Work request:
Retype everything in the entries that follow, exactly as shown.

Input data:
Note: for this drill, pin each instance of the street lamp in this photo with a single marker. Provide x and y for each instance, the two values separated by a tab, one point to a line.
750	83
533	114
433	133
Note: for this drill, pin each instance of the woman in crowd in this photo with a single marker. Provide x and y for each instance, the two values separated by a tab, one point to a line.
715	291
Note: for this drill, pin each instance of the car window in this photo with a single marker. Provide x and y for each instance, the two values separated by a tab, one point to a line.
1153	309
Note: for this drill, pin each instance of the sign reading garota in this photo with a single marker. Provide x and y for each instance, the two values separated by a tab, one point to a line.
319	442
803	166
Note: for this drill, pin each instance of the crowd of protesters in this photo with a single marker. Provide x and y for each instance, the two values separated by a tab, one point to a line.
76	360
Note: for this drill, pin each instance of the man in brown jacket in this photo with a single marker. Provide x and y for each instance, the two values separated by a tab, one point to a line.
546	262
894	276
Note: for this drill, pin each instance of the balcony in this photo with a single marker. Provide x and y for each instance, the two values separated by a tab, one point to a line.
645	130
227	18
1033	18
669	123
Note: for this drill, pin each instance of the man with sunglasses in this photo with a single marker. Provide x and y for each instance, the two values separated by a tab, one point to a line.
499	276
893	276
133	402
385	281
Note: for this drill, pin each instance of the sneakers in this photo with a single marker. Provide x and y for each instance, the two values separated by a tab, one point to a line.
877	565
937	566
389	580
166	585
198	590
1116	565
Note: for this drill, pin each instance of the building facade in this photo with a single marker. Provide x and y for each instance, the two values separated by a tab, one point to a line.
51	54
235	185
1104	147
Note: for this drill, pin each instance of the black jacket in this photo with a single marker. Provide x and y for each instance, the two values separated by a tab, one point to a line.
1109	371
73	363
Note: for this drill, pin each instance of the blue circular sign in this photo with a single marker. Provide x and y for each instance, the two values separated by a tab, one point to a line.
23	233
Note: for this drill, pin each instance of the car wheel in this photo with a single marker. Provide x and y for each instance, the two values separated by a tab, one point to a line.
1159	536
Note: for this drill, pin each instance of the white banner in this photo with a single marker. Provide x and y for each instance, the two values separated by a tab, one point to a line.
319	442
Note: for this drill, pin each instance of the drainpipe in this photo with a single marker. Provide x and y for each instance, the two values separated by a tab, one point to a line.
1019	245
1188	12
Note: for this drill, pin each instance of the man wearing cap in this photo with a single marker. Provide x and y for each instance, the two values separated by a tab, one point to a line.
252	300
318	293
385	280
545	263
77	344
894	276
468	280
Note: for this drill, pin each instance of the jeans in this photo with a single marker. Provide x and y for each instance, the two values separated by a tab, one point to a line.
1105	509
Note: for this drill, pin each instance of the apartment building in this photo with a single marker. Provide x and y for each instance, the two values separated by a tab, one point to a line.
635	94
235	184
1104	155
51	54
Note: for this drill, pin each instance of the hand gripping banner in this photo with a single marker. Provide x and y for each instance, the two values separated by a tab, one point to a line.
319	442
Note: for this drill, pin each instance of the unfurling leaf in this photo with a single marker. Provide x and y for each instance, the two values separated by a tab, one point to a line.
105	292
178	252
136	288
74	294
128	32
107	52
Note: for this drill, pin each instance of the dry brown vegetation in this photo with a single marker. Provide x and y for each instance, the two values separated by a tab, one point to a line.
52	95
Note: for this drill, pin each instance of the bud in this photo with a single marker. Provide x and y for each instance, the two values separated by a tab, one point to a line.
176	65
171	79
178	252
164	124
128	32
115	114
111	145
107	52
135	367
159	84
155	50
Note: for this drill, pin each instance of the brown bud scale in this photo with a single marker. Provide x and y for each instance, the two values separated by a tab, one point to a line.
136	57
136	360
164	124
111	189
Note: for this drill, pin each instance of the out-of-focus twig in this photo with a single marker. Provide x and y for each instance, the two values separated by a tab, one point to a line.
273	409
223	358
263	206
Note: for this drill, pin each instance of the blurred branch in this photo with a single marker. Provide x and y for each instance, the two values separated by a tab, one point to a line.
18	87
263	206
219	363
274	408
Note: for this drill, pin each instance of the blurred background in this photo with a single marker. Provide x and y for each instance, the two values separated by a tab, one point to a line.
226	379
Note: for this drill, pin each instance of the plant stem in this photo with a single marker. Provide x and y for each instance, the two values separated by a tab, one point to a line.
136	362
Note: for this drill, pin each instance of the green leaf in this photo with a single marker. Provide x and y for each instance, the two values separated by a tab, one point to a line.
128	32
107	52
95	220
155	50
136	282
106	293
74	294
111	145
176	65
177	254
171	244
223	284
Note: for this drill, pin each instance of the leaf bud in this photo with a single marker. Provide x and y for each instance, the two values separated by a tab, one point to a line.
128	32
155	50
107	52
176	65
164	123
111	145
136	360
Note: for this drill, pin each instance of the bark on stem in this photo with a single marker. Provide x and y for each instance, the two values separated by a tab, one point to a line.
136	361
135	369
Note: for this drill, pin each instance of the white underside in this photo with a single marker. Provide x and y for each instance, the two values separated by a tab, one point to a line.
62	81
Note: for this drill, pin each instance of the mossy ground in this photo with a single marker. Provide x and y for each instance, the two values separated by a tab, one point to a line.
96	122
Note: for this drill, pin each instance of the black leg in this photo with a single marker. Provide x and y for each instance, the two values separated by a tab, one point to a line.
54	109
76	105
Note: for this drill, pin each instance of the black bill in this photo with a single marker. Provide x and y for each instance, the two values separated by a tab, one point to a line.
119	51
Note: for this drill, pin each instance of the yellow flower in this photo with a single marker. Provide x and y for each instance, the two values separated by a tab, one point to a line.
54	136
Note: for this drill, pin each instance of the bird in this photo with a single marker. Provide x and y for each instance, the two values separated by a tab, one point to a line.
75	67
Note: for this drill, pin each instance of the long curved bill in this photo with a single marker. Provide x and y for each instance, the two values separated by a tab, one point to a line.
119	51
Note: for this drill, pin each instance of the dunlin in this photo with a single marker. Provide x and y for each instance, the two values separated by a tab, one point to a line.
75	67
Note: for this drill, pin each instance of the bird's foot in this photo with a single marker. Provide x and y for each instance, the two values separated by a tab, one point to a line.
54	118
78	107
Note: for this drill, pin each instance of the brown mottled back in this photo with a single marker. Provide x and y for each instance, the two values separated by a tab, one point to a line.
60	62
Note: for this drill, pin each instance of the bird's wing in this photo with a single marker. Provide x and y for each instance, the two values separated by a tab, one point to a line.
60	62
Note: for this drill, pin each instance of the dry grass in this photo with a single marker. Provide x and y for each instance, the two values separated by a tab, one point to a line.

Task answer:
Note: for this drill, pin each instance of the street lamp in this photo with a single marker. Provide x and y for each instance, the two values separated by a tab, one point to a line.
750	83
533	114
433	133
Note: for this drill, pin each instance of the woman in crowd in this photo with a single marker. Provide x and y for each instance, the two values separated by a tab, one point to a line.
715	291
Note: for this drill, pin each instance of the car window in this photo with a single marker. Provide x and y for each instance, the two values separated by a tab, one point to a line.
1153	309
Note: for this drill, pin each instance of the sign reading garota in this photo with a single marker. Provide x and y for each instance, the two values separated by a tab, one point to a line.
319	442
803	166
Note: for this drill, pin each instance of the crowd of protesters in this photo with a single marker. Provide x and y for each instance, the two values separated by a tab, one point to a line.
76	360
Note: for this drill, pin each instance of the man in brown jacket in this photo with a single marker. Provide x and y for each instance, the two values separated by a tab, one point to a line.
546	262
894	276
Note: for this drill, pin each instance of the balcony in this photo with a single marker. Provide x and y for each instance, the two values separated by a tab, one point to a line.
645	130
227	18
1033	18
669	123
Note: for this drill, pin each instance of the man with sunglasses in this photo with a single marker. Provide x and y for each instance, the two values separated by a tab, one point to a line.
499	276
893	276
133	402
385	281
Note: for this drill, pin each instance of the sneakers in this photo with a single marker. Provide x and y for each instance, the two values separated by a tab, one point to a line.
877	565
937	566
389	580
166	585
198	590
1116	565
Note: for this drill, pin each instance of the building facade in this photo with a single marker. Provide x and y for each instance, the two values separated by a tab, one point to a line.
51	54
235	185
1104	147
Note: for this drill, pin each instance of the black jacket in this photo with a single marker. Provide x and y for each instance, the two values separated by a tab, one point to a line.
1109	371
73	363
Note: for this drill, pin each instance of the blue circular sign in this photo with a single marker. Provide x and y for each instance, the two values separated by a tab, one point to a line.
23	233
Note: for this drill, pin each instance of the car wheel in this photo with a single marker. Provide x and y for each instance, the two values separated by a tab, one point to a line.
1159	536
Note: for this drill, pin each instance of the white banner in this photo with a single marker. Provide x and y for each instance, the two values separated by a tab, one point to a line.
319	442
Note: for this drill, pin each instance of the drainpipe in this photo with a single marker. Provide x and y for each instance, the two values separated by a tab, one point to a line.
1019	245
1188	12
Note: for this drill, pin each instance of the man wearing cap in this photo with a single marker. Provide x and y for each instance, the two values separated by a tab, one point to a line.
252	300
318	293
385	280
545	263
77	344
894	276
468	280
Note: for this drill, pin each instance of the jeans in this photo with a single marker. Provide x and y for each instance, the two values separated by a tab, one point to a line.
1105	509
Note: for this drill, pin each instance of the apartment building in this photo with a single marker. Provide x and y for each instance, the two values separated by a tab, one point to a line.
635	94
235	184
1104	155
51	54
Note: for this drill, pin each instance of the hand gripping banner in this photo with a single marker. Provide x and y for each instance, the two values separated by a tab, one point to a line.
319	442
Note: for this drill, pin each instance of the unfurling leaf in this photo with a single marker. Provide x and y for each instance, the two values separated by a tab, one point to a line.
105	292
178	252
136	288
74	294
128	32
107	52
Note: for this drill, pin each instance of the dry brown vegetation in this photo with a single marker. Provide x and y for each instance, the two values separated by a tab, one point to a line.
52	95
Note: for this drill, pin each instance of the bud in this photo with a single marker. Provide x and y for each instance, the two values separated by a tab, one point to a line.
176	65
171	79
178	252
164	124
128	32
115	114
111	145
107	52
135	367
159	84
155	50
Note: for this drill, pin each instance of the brown bud scale in this photo with a single marker. Provide x and y for each instance, the two values separated by a tab, one point to a line.
136	57
136	360
164	124
111	189
Note: for this drill, pin each instance of the out-of-focus twig in this photo with a single marker. Provide x and y for each instance, the two values separated by a tab, one point to a line.
273	409
223	358
263	206
Note: for this drill, pin each instance of the blurred branch in this photo with a single marker. Provide x and y for each instance, the two values separated by a tab, one point to a line.
18	87
263	206
219	363
274	408
Note: for this drill, pin each instance of the blurred background in this photo with a single marker. Provide x and y for each instance, the two values separated by a tab, one point to a line.
226	379
Note: for this drill, pin each instance of the plant stem in this photo with a single marker. Provide x and y for each instance, the two values separated by a tab, one point to a line.
136	362
Note: for this drill, pin each instance of the green leaf in this photo with a single marker. Provide x and y for each instance, the two values separated by a tab, one point to a line.
128	32
107	52
95	220
155	50
136	282
106	293
74	294
111	145
176	65
177	254
171	244
223	284
Note: for this drill, pin each instance of the leaf bud in this photo with a single marker. Provide x and y for each instance, the two values separated by a tab, one point to a line.
128	32
155	50
107	52
176	65
164	123
111	145
136	360
Note: for this drill, pin each instance of the bark on stem in this photo with a single marker. Provide x and y for each instance, the two values separated by a tab, one point to a line.
136	361
135	369
Note: for this drill, pin each instance of the white underside in this photo with a single marker. Provide x and y for each instance, the two values separated by a tab, one point to a line.
62	81
Note: for this drill, pin each instance of the mossy ground in this photo with a single marker. Provide x and y for each instance, the two values separated by a tab, one point to a line.
96	122
Note: for this drill, pin each instance of the black leg in this photo with a single marker. Provide x and y for each instance, the two values separated by a tab, one point to a line.
54	109
76	105
Note: for this drill, pin each instance of the black bill in this photo with a single marker. Provide x and y for each instance, the two values separated by a tab, one point to a line.
119	51
Note: for this drill, pin each instance of the yellow flower in this photo with a single marker. Provide x and y for each instance, the two values separated by a tab, one point to a line.
54	136
Note: for this drill, pin each instance of the bird in this photo with a single marker. Provide x and y for each instance, the two values separated by a tab, one point to a line.
75	67
Note: for this drill, pin each instance of the long curved bill in this photo with a single marker. Provide x and y for each instance, the two values separated by a tab, one point to a line.
119	51
Note: for this drill, pin each instance of the dunlin in this photo with a single marker. Provide x and y for each instance, the two values separated by a tab, one point to a line.
75	67
Note: for this drill, pin each instance of the bird's foot in this photo with a single marker. Provide x and y for each instance, the two values separated by a tab, one point to a line.
54	118
78	107
Note: for this drill, pin each instance of the brown mottled back in this photo with a single marker. Provide x and y for each instance, the two values separated by a tab, one point to a line.
60	62
Note: for this drill, pin each instance of the bird's wing in this photo with a single marker. Provide x and y for each instance, the two values separated by a tab, one point to a line.
60	62
Note: for this drill, pin each instance of the dry grass in this photo with a single marker. Provide x and y for each instance, the two values separated by a tab, one point to a line.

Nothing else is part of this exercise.